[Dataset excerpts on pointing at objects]
§ §
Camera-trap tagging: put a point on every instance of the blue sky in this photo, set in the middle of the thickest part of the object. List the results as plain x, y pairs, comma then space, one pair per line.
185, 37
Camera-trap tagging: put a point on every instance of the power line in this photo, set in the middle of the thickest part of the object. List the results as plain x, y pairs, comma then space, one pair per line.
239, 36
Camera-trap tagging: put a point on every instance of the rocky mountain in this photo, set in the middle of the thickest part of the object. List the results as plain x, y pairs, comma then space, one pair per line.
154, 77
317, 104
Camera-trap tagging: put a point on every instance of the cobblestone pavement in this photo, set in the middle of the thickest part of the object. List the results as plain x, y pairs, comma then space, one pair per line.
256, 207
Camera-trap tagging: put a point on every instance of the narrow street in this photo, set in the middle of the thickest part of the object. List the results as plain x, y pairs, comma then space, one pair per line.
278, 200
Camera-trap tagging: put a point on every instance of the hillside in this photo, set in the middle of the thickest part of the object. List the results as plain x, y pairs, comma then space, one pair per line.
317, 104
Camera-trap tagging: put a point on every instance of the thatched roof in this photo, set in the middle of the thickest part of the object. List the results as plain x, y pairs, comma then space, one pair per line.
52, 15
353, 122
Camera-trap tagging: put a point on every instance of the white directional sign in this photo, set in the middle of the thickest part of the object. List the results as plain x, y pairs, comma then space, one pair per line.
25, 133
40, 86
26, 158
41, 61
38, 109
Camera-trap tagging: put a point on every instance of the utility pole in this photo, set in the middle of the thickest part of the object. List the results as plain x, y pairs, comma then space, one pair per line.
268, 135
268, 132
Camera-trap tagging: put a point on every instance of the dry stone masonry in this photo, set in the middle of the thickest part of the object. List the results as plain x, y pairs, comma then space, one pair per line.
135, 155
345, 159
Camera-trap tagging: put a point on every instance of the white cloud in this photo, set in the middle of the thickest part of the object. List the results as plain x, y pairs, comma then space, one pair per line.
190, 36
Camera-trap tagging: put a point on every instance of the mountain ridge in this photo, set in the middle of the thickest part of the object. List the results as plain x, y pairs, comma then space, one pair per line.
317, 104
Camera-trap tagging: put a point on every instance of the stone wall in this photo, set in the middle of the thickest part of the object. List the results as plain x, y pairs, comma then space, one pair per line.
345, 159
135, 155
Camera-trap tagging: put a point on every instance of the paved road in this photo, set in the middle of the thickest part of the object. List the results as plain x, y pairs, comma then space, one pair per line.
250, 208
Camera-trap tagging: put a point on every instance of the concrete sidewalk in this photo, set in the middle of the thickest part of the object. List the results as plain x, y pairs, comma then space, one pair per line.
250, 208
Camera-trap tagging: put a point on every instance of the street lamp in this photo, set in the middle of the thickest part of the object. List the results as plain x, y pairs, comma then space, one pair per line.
§ §
(What this task involves): Copy out all of the records above, line for line, with no changes.

(Exercise output):
Camera-trap tagging: put a point on every instance of the blue sky in this photo, set in the middle of the thickest part of the object. List the results as plain x, y pairs, comma then space, one pair per line.
185, 37
Camera-trap tagging: put a point on every instance of the power line in this photo, set in the middle of the thickest part of the object. List the results as plain x, y pairs, comma then space, one pair per line.
239, 36
Camera-trap tagging: put a point on every instance of the rocky mountain in this photo, set in the middle of the thickest part of the object. List the results as plain x, y pairs, comma then space, one pair per line.
154, 77
317, 104
Camera-trap tagging: put a point on every instance of the cobblestone pavement in this photo, set in the middle of the thickest part of the object. List the results as plain x, y pairs, comma then space, one pair per line.
256, 207
Camera-trap tagging: put a point on every instance of the narrow street in this photo, set in the middle of the thickest part of the object. List the results as plain x, y pairs, comma then space, one pair per line.
278, 200
Camera-trap tagging: put a point on every instance of the hillside in this photo, set in the middle of the thickest part of the object. List the results as plain x, y pairs, comma then space, one pair per line.
317, 104
Camera-trap tagging: put a point on every instance of the thatched roof in this photo, set in the middle of the thickest part of the object. List the results as plain x, y pairs, comma then space, one pair per line.
52, 15
353, 122
Camera-trap tagging: put a point on every instance of the white directional sign in this photo, set in the middle of the thickest part of the object. List the results as plain x, y pairs, comma then space, one pair per line.
25, 133
40, 86
26, 158
41, 61
38, 109
Camera-trap tagging: put a point on every instance of the utility pole in this photo, set in the middle of the thickest part of the object. List the results as plain x, y pairs, comma then space, one pair per line.
268, 135
268, 132
Camera-trap tagging: put a point on every instance of the dry stone masonry in this photo, set in the middle of the thickest part of the object. List the results as plain x, y pairs, comma then space, one pair per line.
135, 155
345, 159
Camera-trap tagging: put a point on every instance of the white cloud in this photo, set in the middle of the thickest part of the object. List the results as plain x, y pairs, comma then space, one pair per line.
190, 36
Camera-trap tagging: put a point on every instance of the mountain ridge in this photo, set in the middle of the thickest part of the object. List the results as plain x, y pairs, comma then space, one pair per line.
317, 104
Camera-trap tagging: put a point on every instance of the stone wall in this photo, set in the middle of the thickest part of the object. List the results as plain x, y pairs, comma then space, one pair per line.
345, 159
135, 155
Camera-trap tagging: put a point on every instance of the paved road in this photo, set in the middle of the thickest part of the object. List the results as plain x, y pairs, comma then space, one pair per line.
250, 208
Camera-trap tagging: put a point on every instance of the concrete sidewalk in this photo, set in the middle of the thickest part of the object. List the results as plain x, y pairs, comma then space, one pair per line.
250, 208
Camera-trap tagging: put a point on every instance of the street lamp in this photo, set in the middle of the thickest part of the object. List the results as plain x, y pairs, comma then space, one pair per line.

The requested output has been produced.